■ **Problems and tasks**:
[A] Answer these questions using the NRPS passage below:
(i) At which Charlotte venue did the writer hear the band this time?
(ii) Which act played sometime past 11:00 PM at the 1971 Duke University show?
(iii) With whom did Jerry Garcia start NRPS as a coffeehouse side project?
[B] Pick up the NRPS passage below after its final sentence and keep writing it.

=== Excerpt to read ===

I heard the band this time at my favorite Charlotte venue, the Neighborhood Theatre. Last time it was Saturday afternoon, April 24th, 1971. They opened the music for Joe College Weekend at Duke University, playing on a low stage in the middle of the football field. I had drived down from Virginia were I was in my second year teaching junior high school. NRPS was following by The Grateful Dead, The Paul Butterfield Blues Band, The Beach Boys, and sometime past 11:00 PM, Mountain. I was there for it all, sitting in the grass on the first row. This was about the time of the release their first album, long before Panama Red came to town. Of course last week's version of the New Riders has almost a completely new lineup.

NRPS started as a coffeehouse side project of Jerry Garcia and a buddy, John (Marmaduke) Dawson. Jerry wanted to learn peddle steel and John wrote many of the songs they first played. Jerry and John recruited other musicians as the spirit moved and started to pick up a following. They were soon joined by David Nelson, who once was considered a GD replacement for the very young - and a times struggling - Bob Wier. The trio formed the core of the NRPS and soon they were opening for the Dead.

=== Excerpted records ===

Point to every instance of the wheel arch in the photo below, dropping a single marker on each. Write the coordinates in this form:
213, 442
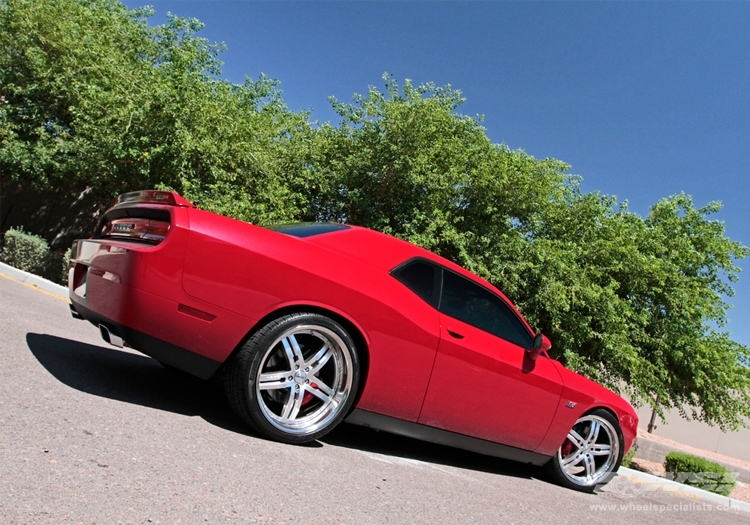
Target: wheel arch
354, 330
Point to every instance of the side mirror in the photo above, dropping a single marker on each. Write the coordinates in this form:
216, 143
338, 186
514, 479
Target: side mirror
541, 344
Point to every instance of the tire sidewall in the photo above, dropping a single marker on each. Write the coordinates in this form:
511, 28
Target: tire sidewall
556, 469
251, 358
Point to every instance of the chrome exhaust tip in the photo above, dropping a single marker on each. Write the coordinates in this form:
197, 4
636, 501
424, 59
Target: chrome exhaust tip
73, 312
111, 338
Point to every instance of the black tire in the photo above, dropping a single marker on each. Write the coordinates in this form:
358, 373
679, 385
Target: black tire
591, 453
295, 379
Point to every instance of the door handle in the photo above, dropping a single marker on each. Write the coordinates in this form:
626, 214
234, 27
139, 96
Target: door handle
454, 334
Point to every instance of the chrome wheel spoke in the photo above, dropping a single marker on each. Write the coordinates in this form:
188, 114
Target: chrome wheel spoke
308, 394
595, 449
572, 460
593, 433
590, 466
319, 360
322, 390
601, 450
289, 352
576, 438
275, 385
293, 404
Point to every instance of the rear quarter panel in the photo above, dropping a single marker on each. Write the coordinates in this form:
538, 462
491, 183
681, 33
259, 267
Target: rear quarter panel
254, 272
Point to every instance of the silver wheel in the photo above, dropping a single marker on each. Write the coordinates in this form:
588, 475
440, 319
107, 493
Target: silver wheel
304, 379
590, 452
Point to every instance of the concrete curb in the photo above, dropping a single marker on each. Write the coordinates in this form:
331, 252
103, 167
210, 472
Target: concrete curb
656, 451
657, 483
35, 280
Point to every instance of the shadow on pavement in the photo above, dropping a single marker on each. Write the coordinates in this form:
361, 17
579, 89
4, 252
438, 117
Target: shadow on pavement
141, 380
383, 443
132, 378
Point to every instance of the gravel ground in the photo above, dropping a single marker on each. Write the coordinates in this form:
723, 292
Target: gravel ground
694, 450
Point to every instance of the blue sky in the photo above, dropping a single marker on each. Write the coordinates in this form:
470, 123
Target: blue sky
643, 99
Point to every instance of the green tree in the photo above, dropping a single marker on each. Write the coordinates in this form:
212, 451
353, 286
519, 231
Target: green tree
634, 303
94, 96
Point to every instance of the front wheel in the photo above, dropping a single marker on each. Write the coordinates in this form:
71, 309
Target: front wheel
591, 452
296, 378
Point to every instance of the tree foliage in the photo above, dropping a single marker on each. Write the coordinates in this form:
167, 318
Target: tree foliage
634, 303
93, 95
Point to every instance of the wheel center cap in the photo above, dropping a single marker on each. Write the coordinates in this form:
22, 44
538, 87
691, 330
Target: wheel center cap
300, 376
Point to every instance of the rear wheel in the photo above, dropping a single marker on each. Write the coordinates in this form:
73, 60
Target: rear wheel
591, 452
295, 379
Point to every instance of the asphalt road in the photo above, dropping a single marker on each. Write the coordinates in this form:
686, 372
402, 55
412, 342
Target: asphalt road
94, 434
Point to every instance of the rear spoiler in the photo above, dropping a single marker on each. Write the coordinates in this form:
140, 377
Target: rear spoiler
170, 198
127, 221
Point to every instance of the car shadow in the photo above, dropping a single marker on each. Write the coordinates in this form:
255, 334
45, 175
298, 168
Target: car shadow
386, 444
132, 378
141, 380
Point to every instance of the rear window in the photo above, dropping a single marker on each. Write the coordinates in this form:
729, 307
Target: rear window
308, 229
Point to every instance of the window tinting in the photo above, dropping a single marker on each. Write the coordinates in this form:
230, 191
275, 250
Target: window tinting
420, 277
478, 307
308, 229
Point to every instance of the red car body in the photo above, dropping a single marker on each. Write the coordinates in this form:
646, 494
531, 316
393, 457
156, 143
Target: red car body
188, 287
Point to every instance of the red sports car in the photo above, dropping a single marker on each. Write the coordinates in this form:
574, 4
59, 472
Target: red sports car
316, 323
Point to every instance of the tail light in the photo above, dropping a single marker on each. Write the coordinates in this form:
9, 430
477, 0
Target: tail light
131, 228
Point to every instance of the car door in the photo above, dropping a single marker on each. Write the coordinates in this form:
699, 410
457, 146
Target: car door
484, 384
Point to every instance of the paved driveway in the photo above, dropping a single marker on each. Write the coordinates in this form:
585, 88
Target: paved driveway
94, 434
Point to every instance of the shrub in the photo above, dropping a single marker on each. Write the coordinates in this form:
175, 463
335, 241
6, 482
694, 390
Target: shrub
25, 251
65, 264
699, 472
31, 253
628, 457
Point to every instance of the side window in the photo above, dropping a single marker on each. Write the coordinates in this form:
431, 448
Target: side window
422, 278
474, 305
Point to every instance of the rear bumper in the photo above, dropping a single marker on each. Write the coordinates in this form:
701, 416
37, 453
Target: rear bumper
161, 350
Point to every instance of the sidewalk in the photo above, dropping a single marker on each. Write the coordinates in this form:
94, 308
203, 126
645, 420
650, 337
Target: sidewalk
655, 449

===

■ **Exercise results**:
[A]
(i) The Neighborhood Theatre.
(ii) Mountain.
(iii) John (Marmaduke) Dawson.

[B]
As Jerry's side project began to cut into his main gig, Buddy Cage, an experienced peddle steel player was brought in. Dave Torbert claimed the bass spot from first Robert Hunter and then Phil Lesh. Spencer Dryden from the Jefferson Airplane took over the drum kit from Mickey Hart. The group's biggest hit, Panama Red, came in 1973. The lineup has been changing ever since.

Nelson and Cage anchor the band today. Nelson has moved to Mexico but he has played off and on as his heath has permitted. Jerry, Spencer, and Dave are, well, someplace else. But that Saturday night their music remained strong.